■ WHAT IS EXPECTED:
Pick up the text on Automatic Chain-of-Thought prompting after its final sentence and continue it.

Automatic Chain-of-Thought (Auto-CoT) Prompting

Zhang et al. in 2022 introduced the Automatic Chain-of-Thought (Auto-CoT) prompting method to address the inefficiencies and limitations of manually crafting high-quality Chain-of-Thought (CoT) examples, which is both time-consuming and often not optimal. Auto-CoT employs an automated approach that instructs Large Language Models (LLMs) with a "Let’s think step-by-step" prompt, enabling the generation of sequential reasoning chains. To account for potential inaccuracies in each generated reasoning chain, Auto-CoT employs a technique of diverse sampling. This involves generating multiple unique reasoning chains for a variety of questions, thereby creating a comprehensive set of demonstrations. This method of automated diverse sampling reduces errors and improves the efficacy of few-shot learning by eliminating the exhaustive process of manually developing reasoning chains. The implementation of Auto-CoT has shown to significantly enhance performance, achieving average accuracy improvements of 1.33% and 1.5% on arithmetic and symbolic reasoning tasks, respectively, when tested with GPT-3, thereby outperforming the traditional CoT approach.

■ DATASET CONTENT:
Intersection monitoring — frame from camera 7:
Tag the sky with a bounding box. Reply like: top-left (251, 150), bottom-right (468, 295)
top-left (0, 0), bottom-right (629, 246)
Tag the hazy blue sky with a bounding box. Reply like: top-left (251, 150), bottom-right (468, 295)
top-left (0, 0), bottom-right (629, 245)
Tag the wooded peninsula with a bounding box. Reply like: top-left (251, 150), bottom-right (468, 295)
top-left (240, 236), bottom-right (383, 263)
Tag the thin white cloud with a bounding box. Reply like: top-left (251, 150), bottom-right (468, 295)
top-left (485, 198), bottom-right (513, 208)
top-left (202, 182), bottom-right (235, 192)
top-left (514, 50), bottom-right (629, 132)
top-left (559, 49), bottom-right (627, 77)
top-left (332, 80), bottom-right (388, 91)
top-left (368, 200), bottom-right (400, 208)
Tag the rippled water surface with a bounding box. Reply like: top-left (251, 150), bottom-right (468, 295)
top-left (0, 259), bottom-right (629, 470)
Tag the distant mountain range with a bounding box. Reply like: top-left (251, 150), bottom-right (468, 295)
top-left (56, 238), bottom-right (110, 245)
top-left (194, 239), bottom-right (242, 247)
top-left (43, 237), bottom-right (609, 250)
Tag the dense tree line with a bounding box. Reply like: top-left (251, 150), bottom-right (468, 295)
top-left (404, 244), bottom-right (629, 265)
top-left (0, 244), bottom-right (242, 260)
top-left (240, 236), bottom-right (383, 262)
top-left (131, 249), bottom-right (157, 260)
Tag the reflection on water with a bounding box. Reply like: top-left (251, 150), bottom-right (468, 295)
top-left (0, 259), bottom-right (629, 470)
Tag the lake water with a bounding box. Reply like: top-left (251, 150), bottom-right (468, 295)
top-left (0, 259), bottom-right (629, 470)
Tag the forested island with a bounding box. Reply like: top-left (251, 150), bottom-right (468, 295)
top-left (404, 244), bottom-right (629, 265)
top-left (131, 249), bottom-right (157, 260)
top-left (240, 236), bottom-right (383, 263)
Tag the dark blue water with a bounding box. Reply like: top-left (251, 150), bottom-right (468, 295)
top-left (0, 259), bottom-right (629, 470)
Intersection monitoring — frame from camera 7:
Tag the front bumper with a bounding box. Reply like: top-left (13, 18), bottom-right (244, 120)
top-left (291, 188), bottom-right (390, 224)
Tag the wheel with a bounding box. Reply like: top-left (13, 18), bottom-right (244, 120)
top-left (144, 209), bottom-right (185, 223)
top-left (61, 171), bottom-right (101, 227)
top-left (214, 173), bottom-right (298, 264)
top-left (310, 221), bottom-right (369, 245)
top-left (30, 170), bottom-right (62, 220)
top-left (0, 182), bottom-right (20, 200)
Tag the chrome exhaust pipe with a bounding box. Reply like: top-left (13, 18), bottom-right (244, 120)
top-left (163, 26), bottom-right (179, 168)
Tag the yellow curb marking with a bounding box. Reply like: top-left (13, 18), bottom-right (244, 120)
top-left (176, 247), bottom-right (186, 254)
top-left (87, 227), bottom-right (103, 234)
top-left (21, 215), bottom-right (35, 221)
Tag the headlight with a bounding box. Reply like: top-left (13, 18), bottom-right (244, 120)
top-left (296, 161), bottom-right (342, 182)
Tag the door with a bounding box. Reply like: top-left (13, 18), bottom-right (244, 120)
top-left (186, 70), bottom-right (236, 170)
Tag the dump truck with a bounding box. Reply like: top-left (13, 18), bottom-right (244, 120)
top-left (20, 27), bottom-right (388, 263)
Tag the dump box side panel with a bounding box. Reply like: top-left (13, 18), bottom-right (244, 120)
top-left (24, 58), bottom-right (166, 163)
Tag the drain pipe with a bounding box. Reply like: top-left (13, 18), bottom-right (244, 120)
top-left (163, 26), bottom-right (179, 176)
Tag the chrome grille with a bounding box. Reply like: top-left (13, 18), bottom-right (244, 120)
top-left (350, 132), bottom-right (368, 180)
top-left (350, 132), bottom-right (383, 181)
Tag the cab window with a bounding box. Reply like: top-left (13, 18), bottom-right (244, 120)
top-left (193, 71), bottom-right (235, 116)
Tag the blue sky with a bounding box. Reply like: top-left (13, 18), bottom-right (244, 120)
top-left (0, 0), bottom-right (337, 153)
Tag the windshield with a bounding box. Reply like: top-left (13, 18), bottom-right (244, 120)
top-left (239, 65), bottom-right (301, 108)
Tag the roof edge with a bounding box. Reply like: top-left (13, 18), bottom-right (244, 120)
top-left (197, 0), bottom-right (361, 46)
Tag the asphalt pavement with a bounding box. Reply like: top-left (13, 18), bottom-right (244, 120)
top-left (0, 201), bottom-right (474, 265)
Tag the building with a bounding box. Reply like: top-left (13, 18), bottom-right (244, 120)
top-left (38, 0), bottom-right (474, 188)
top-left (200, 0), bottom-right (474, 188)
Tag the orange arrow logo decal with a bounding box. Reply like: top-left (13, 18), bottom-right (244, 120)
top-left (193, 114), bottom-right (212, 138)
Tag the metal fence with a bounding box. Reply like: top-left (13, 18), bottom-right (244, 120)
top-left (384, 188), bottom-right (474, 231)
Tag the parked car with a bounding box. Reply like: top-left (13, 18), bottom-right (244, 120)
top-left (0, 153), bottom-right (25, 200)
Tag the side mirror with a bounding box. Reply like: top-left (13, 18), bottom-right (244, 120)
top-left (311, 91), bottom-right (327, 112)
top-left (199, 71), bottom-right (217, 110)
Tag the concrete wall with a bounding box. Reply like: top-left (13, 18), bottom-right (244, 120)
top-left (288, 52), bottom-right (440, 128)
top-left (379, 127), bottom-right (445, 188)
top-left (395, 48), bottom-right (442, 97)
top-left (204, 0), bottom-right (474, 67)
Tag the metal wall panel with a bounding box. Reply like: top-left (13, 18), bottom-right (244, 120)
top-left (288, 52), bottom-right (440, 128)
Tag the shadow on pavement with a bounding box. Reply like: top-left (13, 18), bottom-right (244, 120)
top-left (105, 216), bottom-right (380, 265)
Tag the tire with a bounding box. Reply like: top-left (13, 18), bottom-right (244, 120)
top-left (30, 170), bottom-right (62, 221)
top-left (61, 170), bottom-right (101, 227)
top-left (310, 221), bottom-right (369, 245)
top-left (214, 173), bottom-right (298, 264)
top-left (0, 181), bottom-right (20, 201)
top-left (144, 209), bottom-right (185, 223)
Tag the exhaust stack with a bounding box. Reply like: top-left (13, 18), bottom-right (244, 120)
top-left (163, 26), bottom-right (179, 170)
---
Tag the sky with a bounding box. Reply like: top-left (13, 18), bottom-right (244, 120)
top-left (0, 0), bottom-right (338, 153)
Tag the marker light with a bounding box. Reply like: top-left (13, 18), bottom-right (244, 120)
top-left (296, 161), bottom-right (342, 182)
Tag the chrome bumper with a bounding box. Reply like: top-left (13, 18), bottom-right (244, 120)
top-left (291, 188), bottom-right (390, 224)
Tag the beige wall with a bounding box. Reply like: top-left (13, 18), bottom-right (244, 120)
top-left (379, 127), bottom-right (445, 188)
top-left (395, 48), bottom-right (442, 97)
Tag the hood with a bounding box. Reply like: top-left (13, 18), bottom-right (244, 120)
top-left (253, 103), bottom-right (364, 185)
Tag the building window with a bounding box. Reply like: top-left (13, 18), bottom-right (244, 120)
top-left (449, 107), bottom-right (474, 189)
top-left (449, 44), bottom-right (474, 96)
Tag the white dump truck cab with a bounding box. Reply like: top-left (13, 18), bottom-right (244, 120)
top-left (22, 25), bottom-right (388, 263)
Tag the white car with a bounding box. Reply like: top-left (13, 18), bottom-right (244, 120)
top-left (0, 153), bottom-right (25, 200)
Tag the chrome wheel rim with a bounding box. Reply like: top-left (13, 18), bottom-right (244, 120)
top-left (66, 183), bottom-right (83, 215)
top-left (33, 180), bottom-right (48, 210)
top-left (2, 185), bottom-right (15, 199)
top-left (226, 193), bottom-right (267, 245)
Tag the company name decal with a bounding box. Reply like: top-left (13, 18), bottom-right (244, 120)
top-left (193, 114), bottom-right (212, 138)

■ RESPONSE AREA:
Self-Consistency

Wang et al. in 2022 unveiled a novel decoding strategy called self-consistency, which boosts reasoning abilities beyond what is achievable with traditional greedy decoding methods in Chain-of-Thought (CoT) prompting. This strategy is particularly effective for complex reasoning tasks that may have several correct approaches. Self-consistency works by generating a variety of reasoning chains through sampling from the decoder of the language model. It then determines the most reliable answer by aggregating these diverse chains. This method leverages the insight that problems requiring deep thought often benefit from a range of reasoning paths leading to a solution. Integrating self-consistency with CoT prompting has led to marked improvements in accuracy on several benchmarks, including increases of 17.9% on GSM8K, 11.0% on SVAMP, 12.2% on AQuA, 6.4% on StrategyQA, and 3.9% on ARC-Challenge, when compared to the original CoT prompting approach.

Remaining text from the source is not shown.